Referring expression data
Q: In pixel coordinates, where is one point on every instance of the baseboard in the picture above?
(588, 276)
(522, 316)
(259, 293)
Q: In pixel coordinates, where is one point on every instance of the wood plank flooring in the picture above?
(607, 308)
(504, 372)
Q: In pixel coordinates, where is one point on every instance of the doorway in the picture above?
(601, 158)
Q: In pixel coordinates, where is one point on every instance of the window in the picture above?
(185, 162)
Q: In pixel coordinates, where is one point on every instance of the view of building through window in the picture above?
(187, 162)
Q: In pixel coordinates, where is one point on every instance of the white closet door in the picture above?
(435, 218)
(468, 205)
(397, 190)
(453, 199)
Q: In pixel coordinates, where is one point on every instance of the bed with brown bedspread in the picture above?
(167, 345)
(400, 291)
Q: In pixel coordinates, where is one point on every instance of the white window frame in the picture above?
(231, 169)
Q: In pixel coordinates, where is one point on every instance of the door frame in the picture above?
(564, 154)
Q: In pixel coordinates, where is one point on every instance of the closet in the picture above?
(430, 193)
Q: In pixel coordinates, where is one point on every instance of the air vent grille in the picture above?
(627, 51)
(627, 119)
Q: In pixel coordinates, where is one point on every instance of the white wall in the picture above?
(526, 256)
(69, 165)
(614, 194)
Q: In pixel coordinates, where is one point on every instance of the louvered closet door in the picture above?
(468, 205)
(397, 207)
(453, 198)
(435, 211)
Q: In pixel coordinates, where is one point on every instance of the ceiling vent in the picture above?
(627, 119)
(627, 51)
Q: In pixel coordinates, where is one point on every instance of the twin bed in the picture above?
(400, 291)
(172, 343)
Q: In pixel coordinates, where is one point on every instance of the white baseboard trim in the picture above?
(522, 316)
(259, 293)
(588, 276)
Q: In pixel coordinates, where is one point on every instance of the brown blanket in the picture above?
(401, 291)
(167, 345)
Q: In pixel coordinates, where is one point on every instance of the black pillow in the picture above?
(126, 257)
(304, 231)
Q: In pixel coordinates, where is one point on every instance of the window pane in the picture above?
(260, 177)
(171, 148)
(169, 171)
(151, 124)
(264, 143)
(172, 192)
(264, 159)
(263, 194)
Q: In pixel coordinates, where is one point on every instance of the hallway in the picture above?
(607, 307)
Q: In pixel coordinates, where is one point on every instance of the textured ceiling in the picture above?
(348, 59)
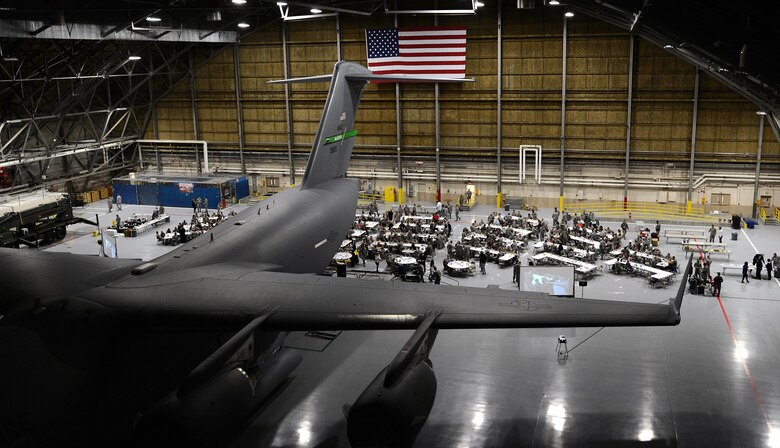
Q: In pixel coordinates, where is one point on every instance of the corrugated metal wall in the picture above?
(597, 65)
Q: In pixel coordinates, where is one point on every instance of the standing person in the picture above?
(758, 262)
(716, 282)
(516, 271)
(434, 277)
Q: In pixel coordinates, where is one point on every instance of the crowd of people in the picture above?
(201, 222)
(405, 231)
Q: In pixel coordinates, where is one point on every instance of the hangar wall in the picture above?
(596, 108)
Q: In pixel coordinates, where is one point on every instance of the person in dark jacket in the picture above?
(516, 271)
(716, 282)
(434, 277)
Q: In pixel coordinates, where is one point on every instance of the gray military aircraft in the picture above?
(179, 351)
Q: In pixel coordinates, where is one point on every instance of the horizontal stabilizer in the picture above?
(318, 78)
(370, 77)
(404, 78)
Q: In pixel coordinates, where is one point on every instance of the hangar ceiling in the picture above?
(736, 42)
(75, 75)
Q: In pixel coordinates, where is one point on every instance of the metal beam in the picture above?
(38, 29)
(194, 108)
(563, 109)
(438, 126)
(499, 111)
(239, 108)
(694, 126)
(758, 164)
(398, 125)
(628, 117)
(287, 107)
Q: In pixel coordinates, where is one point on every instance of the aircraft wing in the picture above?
(229, 295)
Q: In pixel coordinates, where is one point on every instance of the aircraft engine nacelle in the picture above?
(391, 416)
(210, 414)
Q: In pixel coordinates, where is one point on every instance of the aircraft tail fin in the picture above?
(335, 137)
(677, 300)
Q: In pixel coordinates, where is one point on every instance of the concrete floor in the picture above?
(712, 381)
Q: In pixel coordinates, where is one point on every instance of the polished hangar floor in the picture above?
(713, 381)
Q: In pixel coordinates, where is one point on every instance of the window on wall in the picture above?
(721, 199)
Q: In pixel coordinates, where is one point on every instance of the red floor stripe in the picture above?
(752, 382)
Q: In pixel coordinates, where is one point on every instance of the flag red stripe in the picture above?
(444, 36)
(436, 28)
(402, 46)
(417, 72)
(424, 55)
(384, 64)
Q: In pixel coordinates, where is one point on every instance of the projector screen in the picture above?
(553, 280)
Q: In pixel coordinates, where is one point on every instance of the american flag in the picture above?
(435, 51)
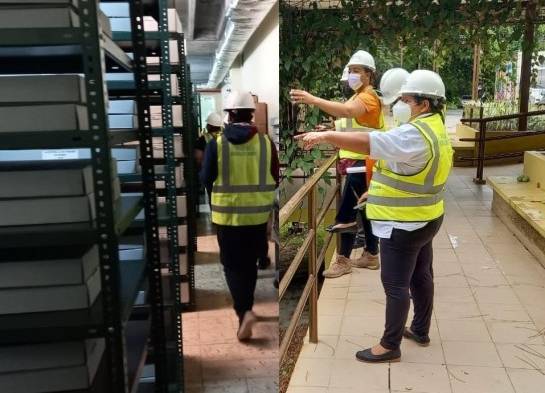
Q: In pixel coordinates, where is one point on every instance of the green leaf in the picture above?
(316, 153)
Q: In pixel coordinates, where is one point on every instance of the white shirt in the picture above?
(406, 152)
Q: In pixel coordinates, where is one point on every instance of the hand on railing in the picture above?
(363, 197)
(311, 139)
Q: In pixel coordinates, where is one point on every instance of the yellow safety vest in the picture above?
(243, 193)
(350, 124)
(418, 197)
(208, 137)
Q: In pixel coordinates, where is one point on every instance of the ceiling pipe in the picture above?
(242, 18)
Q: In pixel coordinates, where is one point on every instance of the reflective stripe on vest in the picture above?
(245, 196)
(417, 197)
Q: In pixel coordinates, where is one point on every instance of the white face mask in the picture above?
(354, 81)
(401, 112)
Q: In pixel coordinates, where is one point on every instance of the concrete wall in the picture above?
(256, 69)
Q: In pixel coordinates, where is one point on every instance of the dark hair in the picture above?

Exercise:
Write out each entry exactly as given, omitting any picture.

Output of the exercise:
Q: In pixel coordinates, where is one point on every instance of the baseboard in the picture above?
(588, 276)
(522, 316)
(259, 293)
Q: In pixel coordinates, where is one point on every instance of the wood plank flooring in the picture above?
(607, 308)
(504, 372)
Q: In pixel coordinates, where is one point on every instance of the doorway in the picture above?
(601, 158)
Q: In pixel coordinates, where is one point on every instance of the window in the picture above?
(185, 162)
Q: In pixel coordinates, where is one point on every instance of the view of building through window in the picture above?
(187, 162)
Q: In pixel coordinates, where is one point on every instance of the white closet door in the picture above?
(435, 218)
(468, 205)
(397, 190)
(453, 199)
Q: In pixel coordinates, where is one point on every instance of the bed with brown bedspread in the picture above?
(167, 345)
(400, 291)
Q: In pixel coordinates, where is one point on every instance of the white window frame in the picture above?
(231, 169)
Q: In pixel coordinates, where is one point on every instance of the door frame in the picture above?
(564, 154)
Q: In pixel coordinates, where is one point on every instance of the closet in the picture above?
(430, 193)
Q: In pixel coordinates, where is one point on every instance of the air vent grille in the picture above?
(627, 51)
(627, 119)
Q: In pixel coordinates, where is one point on every instance of the white wall in the picture above?
(526, 256)
(69, 165)
(614, 194)
Q: In pixel coordinates, where is one point on every instance of the louvered closet door in the picture above?
(468, 205)
(397, 207)
(453, 198)
(435, 211)
Q: In pixel coordinates, where is one point on every instance of the ceiling vent in the picture above?
(627, 119)
(627, 51)
Q: In pixel coordinates, where is one point on every instance of the twin bed in the picture above?
(400, 291)
(172, 343)
Q: In pixel coordinates, where is one point on every instance of the white baseboard trim in the picture above?
(522, 316)
(259, 293)
(588, 276)
Q: In pixel coordinates, where is one point on every instance of the brown blanket in the picture above?
(401, 291)
(167, 345)
Q: In pixel coordinates, where is one point on every instance of the black pillow in the picture above?
(126, 257)
(304, 231)
Q: In pixel coordinates, where is one point on every instance of the window pane in the picture above?
(260, 177)
(171, 148)
(169, 171)
(151, 124)
(264, 143)
(172, 192)
(264, 159)
(263, 194)
Q: In pixel coordinates, where is one point on every instance of the hallway in the picture above?
(607, 307)
Q: In pixel coordinates, where is one point on every instance of the textured ceiling in the picture above?
(348, 59)
Q: In pixel coordinates, where is one point on every instance of the corrugated metal wall in the picture above?
(597, 65)
Q: In pixel coordinates, where is one point on every instance of the standing person in the picture above?
(758, 262)
(716, 282)
(516, 271)
(434, 277)
Q: In pixel coordinates, where is one point on every instance of the crowd of people in the picture above?
(201, 222)
(405, 231)
Q: In pixel coordinates, where is one point on every instance of the hangar wall in the picture above?
(596, 108)
Q: In pixel coordinates, where is one point on every instance of the person in dark jacket in the picture above?
(516, 271)
(716, 282)
(434, 277)
Q: In pixel coordinates, where is one point on every instance of the gray military aircraft in the picture above?
(179, 351)
Q: In pixel coordinates, where is one point on every instance of the horizontal stabilizer in the picture above?
(318, 78)
(370, 77)
(404, 78)
Q: In pixel coordinates, where is one point on every instance of the hangar ceiling in the picture above?
(736, 42)
(75, 75)
Q: In pixel coordinates, where is one point on every instance of the metal beam in the picture above?
(38, 29)
(194, 108)
(563, 109)
(438, 126)
(499, 111)
(239, 108)
(694, 126)
(758, 164)
(398, 125)
(628, 117)
(287, 107)
Q: In pixel coordinates, where is one point on every instance of the aircraft wing in the picture above?
(229, 295)
Q: In pixel coordinates, where is one point on every instance of the aircraft engine nacelle in the picture above?
(391, 416)
(210, 414)
Q: In pixel coordinates, where is one point on every instance of the aircraft tail fin in the picture above?
(335, 137)
(677, 300)
Q: In pixel coordinates, where is one point on every instance of the concrete floor in the picture above?
(712, 381)
Q: In pixel coordinates, where is one point on every instance of the polished hangar floor in the picture above?
(713, 381)
Q: In pixel coordinates, where is one point on every instance of the window on wall in the picture above?
(721, 199)
Q: In pixel coordinates, where is one point on every instance of the red floor stripe in the picture above?
(752, 382)
Q: In pixel coordinates, where is one point on every instance of the flag red stripe in the picture above?
(444, 36)
(436, 28)
(402, 46)
(417, 72)
(424, 55)
(384, 64)
Q: In pixel coordinates, where is one point on every instance of the projector screen in the picture above?
(553, 280)
Q: In pixel coordinates, where is one point on every instance of the american flag in the picture above?
(435, 51)
Q: In pixel coordinates, where is one point on every instance of the green leaf in the picture above?
(316, 153)
Q: In pixel coordinates, where is one point on every instance of the white shirt in the picture above?
(406, 152)
Q: In pixel coordinates, where is one point on every instance of the hand on railing in the picture above?
(363, 197)
(311, 139)
Q: In pixel coordinates, where is one point on every instance of the yellow safety vest in the picture above?
(243, 193)
(350, 124)
(418, 197)
(208, 137)
Q: In pixel coordinates, where is one point on every instance of the ceiling pipe in the picture above?
(242, 18)
Q: In pixel coordinates, where is one point on every instance of the reflective stripe on vest in the picture above?
(245, 196)
(417, 197)
Q: In pixel coordinates, where is one point on every instance of the white face mask in the picture above?
(354, 81)
(401, 112)
Q: In pixel coordinates, where is one point on every instance of the concrete wall in the picture above?
(256, 69)
Q: In pixel coordinates, where is one point on every instance of the dark hair in the picture above?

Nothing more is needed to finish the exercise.